● TASK INSTRUCTIONS:
[1] Answer these about the forum question on the No Host Supplied error:
(a) Which URL does the code request first?
(b) What chunk size does the code pass to iter_content?
(c) Which line of comicdownloader.py does the traceback point to?
[2] Extend the forum question about the No Host Supplied download error, picking up right after its last line.

··· GIVEN PASSAGE

Search code examples
pythonpython-3.xpython-requestsurllib

Download with Python from URL gives No Host Supplied error


I am trying to make app that download comics but whenever I try to download an image, it says no host supplied.

I really searched and there was nothing.

This is the code:

import requests,bs4
url='https://www.marvel.com/comics/issue/71314/edge_of_spider-geddon_2018_1'
res=requests.get(url,stream=True)
res.raise_for_status()
soup=bs4.BeautifulSoup(res.text)
elem=soup.select('div[class="row-item-image"] img')#.viewer-cnt .row .col-xs-12 #ppp img')
#print(elem)
comicurl='https:'+elem[0].get('src')
res=requests.get(comicurl,stream=True,allow_redirects=True)
res.raise_for_status()
with open(comicurl[comicurl.rfind('/')+1:],'wb') as i:
    for chunk in res.iter_content(100000):
        i.write(chunk)

I expect it to download the image but it gives me this error:

Traceback (most recent call last):
  File "C:\Users\Islam\AppData\Local\Programs\Python\Python36\comicdownloader.py", line 10, in <module>
    res=requests.get(comicurl,stream=True,allow_redirects=True)
  File "C:\Users\Islam\AppData\Local\Programs\Python\Python36\lib\site-packages\requests\api.py", line 75, in get
    return request('get', url, params=params, **kwargs)

······
··· DATA LINES

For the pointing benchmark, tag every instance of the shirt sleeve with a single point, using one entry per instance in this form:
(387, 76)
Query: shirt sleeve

······

● SET OF ANSWERS:
[1]
(a) https://www.marvel.com/comics/issue/71314/edge_of_spider-geddon_2018_1
(b) 100000
(c) Line 10

[2]
  File "C:\Users\Islam\AppData\Local\Programs\Python\Python36\lib\site-packages\requests\api.py", line 60, in request
    return session.request(method=method, url=url, **kwargs)
  File "C:\Users\Islam\AppData\Local\Programs\Python\Python36\lib\site-packages\requests\sessions.py", line 519, in request
    prep = self.prepare_request(req)
  File "C:\Users\Islam\AppData\Local\Programs\Python\Python36\lib\site-packages\requests\sessions.py", line 462, in prepare_request
    hooks=merge_hooks(request.hooks, self.hooks),
  File "C:\Users\Islam\AppData\Local\Programs\Python\Python36\lib\site-packages\requests\models.py", line 313, in prepare
    self.prepare_url(url, params)
  File "C:\Users\Islam\AppData\Local\Programs\Python\Python36\lib\site-packages\requests\models.py", line 390, in prepare_url
    raise InvalidURL("Invalid URL %r: No host supplied" % url)
requests.exceptions.InvalidURL: Invalid URL 'https:https://i.annihil.us/u/prod/marvel/i/mg/6/b0/5b6c5e4154f75/portrait_uncanny.jpg': No host supplied

And it gives it to me whenever I try it on any website.


Solution

  • it looks like elem[0].get('src') evaluates to https://i.annihil.us/u/prod/marvel/i/mg/6/b0/5b6c5e4154f75/portrait_uncanny.jpg.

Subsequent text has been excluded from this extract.